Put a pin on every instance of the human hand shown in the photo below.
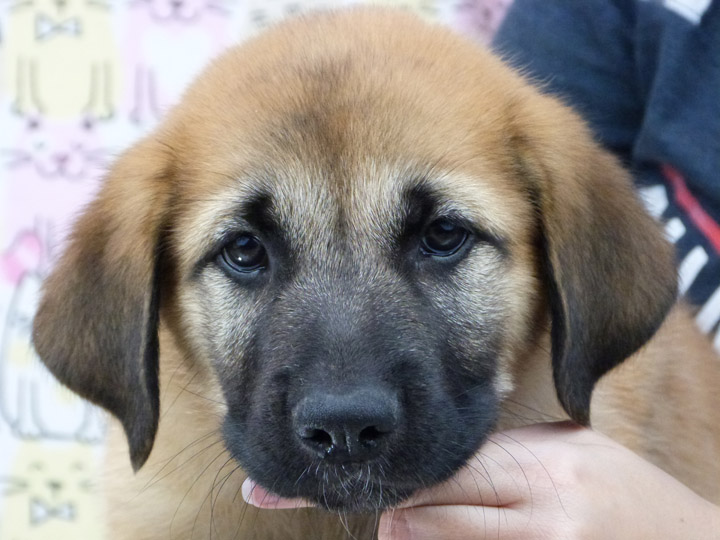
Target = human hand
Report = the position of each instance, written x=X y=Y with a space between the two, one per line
x=547 y=481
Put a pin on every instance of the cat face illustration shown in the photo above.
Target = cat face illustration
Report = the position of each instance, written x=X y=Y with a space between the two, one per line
x=56 y=151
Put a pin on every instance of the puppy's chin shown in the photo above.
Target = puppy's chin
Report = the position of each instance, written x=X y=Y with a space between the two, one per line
x=368 y=487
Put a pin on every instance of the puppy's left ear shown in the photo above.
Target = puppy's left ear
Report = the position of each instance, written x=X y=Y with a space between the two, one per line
x=611 y=274
x=96 y=325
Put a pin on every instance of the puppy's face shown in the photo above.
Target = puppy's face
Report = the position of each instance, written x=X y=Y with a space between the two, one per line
x=357 y=236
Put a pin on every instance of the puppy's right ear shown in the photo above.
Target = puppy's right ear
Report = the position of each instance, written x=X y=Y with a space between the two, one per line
x=96 y=326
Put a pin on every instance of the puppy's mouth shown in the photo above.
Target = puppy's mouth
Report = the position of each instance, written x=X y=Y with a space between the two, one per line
x=351 y=487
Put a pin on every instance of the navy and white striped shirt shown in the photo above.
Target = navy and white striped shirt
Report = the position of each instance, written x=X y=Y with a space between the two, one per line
x=646 y=76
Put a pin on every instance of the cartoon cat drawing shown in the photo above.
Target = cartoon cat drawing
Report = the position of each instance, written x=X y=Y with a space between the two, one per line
x=59 y=58
x=32 y=403
x=48 y=493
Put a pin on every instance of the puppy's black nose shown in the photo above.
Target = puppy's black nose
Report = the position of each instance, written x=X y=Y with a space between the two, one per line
x=345 y=427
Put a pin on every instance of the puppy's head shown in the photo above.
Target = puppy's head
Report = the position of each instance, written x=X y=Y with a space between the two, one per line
x=359 y=224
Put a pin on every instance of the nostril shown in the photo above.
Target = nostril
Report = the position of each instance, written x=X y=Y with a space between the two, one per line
x=317 y=437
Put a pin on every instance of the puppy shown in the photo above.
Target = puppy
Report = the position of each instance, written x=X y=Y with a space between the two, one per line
x=359 y=246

● **Try it**
Each entry needs to be retyped exactly; the pictures stay out.

● **Exercise answer**
Put a pin on every instance of the human hand shown in the photo below.
Target = human hand
Report = the position of each instance, written x=X y=Y with a space between the two, one per line
x=547 y=481
Put a pin on every instance of the cat face illustration shown in the photo above.
Target = cat face illustration
Report = the position of each instance, written x=X y=Y with a space between the two, one per line
x=56 y=151
Put a pin on every instance of the puppy's chin shown in the photo above.
Target = puppy's chin
Report = the position of each instance, written x=X y=Y with a space between the two, one per line
x=368 y=487
Put a pin on every instance of the puppy's left ear shown in the photo above.
Target = puppy's left ear
Report = the position of each instance, written x=X y=Y with a space between the two, one per line
x=611 y=274
x=96 y=325
Put a pin on every instance of the puppy's face shown in the photo above.
Target = puppy's face
Report = the position of each instance, written x=X y=Y with a space between the two, one per line
x=357 y=236
Put a pin on every instance of the puppy's right ear shown in the photo above.
Target = puppy's right ear
Report = the position of each instance, written x=X y=Y with a space between the two, one per line
x=96 y=326
Put a pin on every instance of the puppy's mouth shown in the photo above.
Target = puppy's mouth
Report = the position of each instance, written x=X y=Y with a space between the two, one per line
x=351 y=487
Put a pin on every instance of the navy and white striped shirt shown in the photo above.
Target = navy and white striped shirt
Report = the position of each instance, written x=X y=Y with a space between the two, one per line
x=646 y=76
Put a pin on every instance of the cartoon cat drawing shown in the photo above.
Target = cartoon cat drawing
Report = the position of each instance, written x=X y=Y with a space between the two, one per line
x=59 y=58
x=32 y=403
x=48 y=493
Put a pin on every instance of the puppy's black nose shown in the photo above.
Target = puppy's black nose
Report = the position of each instance, written x=X y=Y with a space between the two, one per line
x=345 y=427
Put a pin on every instance of the puppy's head shown in the photo above.
Target = puppy's head
Report = the position of each instance, written x=X y=Y with a space between the two, one per line
x=359 y=224
Put a pin on every instance of the nostril shown in the photo above.
Target = nostril
Report = the position of each instance, written x=X y=Y with a space between the two, one per line
x=317 y=437
Put a pin on every instance of the puppy shown in the photo above.
Target = puppy
Report = the position of each instance, written x=X y=Y with a space between the two, one per line
x=359 y=246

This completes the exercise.